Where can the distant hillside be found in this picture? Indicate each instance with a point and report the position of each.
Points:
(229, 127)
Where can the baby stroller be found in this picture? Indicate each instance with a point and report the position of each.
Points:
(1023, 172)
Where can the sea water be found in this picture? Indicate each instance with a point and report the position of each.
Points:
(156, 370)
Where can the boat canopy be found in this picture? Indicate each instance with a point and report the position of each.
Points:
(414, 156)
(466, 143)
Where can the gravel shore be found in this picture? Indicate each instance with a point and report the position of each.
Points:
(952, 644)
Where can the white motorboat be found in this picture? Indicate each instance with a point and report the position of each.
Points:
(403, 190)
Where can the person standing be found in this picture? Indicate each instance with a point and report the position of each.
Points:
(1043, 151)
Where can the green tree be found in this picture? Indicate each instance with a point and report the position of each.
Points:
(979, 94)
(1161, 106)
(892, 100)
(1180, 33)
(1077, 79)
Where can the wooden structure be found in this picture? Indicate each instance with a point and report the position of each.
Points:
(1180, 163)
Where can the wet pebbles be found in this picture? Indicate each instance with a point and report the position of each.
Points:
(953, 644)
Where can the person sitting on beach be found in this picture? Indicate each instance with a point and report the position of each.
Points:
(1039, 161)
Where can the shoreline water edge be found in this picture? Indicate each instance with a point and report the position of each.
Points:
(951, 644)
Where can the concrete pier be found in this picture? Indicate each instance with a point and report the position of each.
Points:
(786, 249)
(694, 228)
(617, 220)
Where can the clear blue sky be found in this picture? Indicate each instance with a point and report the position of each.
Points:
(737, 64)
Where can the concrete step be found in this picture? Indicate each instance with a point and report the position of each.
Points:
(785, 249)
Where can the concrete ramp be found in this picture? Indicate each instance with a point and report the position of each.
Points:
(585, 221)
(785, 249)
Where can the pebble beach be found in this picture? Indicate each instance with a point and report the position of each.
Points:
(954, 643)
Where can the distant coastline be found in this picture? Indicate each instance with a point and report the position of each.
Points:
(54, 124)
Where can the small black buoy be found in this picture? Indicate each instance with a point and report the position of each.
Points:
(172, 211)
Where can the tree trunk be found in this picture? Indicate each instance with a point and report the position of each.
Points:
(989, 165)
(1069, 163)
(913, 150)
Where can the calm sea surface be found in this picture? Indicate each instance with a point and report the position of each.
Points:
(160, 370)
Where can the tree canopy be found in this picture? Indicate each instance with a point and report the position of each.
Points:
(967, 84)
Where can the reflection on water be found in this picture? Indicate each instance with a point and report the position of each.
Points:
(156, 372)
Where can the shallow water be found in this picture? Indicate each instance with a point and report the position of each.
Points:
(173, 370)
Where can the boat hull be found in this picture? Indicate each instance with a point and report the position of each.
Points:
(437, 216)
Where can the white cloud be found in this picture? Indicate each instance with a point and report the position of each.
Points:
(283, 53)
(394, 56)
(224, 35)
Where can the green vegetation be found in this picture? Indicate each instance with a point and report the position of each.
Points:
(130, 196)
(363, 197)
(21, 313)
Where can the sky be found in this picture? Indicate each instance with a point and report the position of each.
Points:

-.-.-

Directions
Please recast the records above as a numbered list, leaving out any blank lines.

Result
1. Where can the distant hillside be found in this picture? Indicate each instance with a point and report the position of each.
2. Points:
3. (229, 127)
4. Where can the baby stroller be found in this picture? Indicate each instance with a point and report the position of each.
5. Points:
6. (1023, 172)
7. Where can the sea water be found in this picture? Indicate each instance with a point and report the position of each.
8. Points:
9. (156, 370)
10. Where can the boat canopy be found in this picture? Indicate each instance with a point and report the position of each.
11. Points:
12. (414, 156)
13. (466, 143)
14. Where can the gravel shore be found in this picture? Indicate each instance with a point and report the position of each.
15. Points:
16. (952, 644)
17. Where can the white motorboat be found in this picture? Indicate each instance with a point and report the position of each.
18. Points:
19. (403, 190)
20. Where can the person standing be found in this picture? Indicate each instance with a point and report the position of each.
21. Points:
22. (1043, 151)
23. Where can the green tree be found in this picture? Indicate each instance with a point and report the position of each.
24. Points:
25. (979, 94)
26. (1161, 106)
27. (892, 100)
28. (1180, 33)
29. (1077, 79)
30. Where can the wooden structure be found in this picture? Indicate each instance with a point and report the position of each.
31. Points:
32. (1180, 163)
33. Where can the wet pebbles be found in this picture? Indicate each instance with a point and report the position of each.
34. Points:
35. (953, 644)
36. Where can the person sitting on beach be found in this picture? Indicate each instance with a point and report the position of each.
37. Points:
38. (1039, 161)
39. Where can the shoreline water edge be found in this picture? Indicate each instance with a point and report the position of each.
40. Points:
41. (951, 644)
42. Where can the concrete pier be found in this picture? Indicate each instance with a point and report the position of each.
43. Points:
44. (786, 249)
45. (694, 228)
46. (617, 220)
47. Where can the clear blue sky be found in this picture? Indicate each instance with a point and report the position of each.
48. Points:
49. (737, 64)
50. Where can the concrete step be found in this picture? Indicate each instance with a point and report the position of each.
51. Points:
52. (785, 249)
53. Where can the concrete ramp be found in this picture? Indicate each instance with a point and report the position of each.
54. Points:
55. (585, 221)
56. (785, 249)
57. Where can the pebble beach be found in this picture? Indicate each instance with a point and report the position of each.
58. Points:
59. (954, 643)
60. Where can the distant coastline be found in this picture? Indicate each instance with a point and report the position of each.
61. Points:
62. (54, 124)
63. Where can the small black buoy be found in this picture? Indicate each instance with a point and report the position of each.
64. Points:
65. (172, 211)
66. Where can the tree trunk be found in this picture? Indicate each instance with a point and report the position of each.
67. Points:
68. (989, 165)
69. (1069, 163)
70. (913, 150)
71. Where can the calm sea surface be found in this picture? Indicate each instance with a point and report the position of each.
72. Points:
73. (160, 370)
74. Where can the tree canopy be found in this picture? Indicate each instance with a point and report the position of each.
75. Points:
76. (967, 84)
77. Where can the reflection on water be found in this picture? Indicate each instance with a point and report the position of each.
78. Points:
79. (156, 372)
80. Where can the shallow water be found in this picture? Indicate each instance with a point and report the position of each.
81. Points:
82. (173, 370)
83. Where can the boat hull be found in this picture? Indicate each instance with a point and report the position of each.
84. Points:
85. (437, 216)
86. Where can the white cloud be found in this picture? Indicate each instance with a point and report the position of each.
87. Points:
88. (283, 53)
89. (394, 56)
90. (224, 35)
91. Where can the green vegetation be found in this picture? Indicate each instance with a point and report the position of each.
92. Points:
93. (130, 196)
94. (363, 197)
95. (21, 313)
96. Where can the sky be found in this picture? Indicate each instance with a point and report the position of each.
97. Points:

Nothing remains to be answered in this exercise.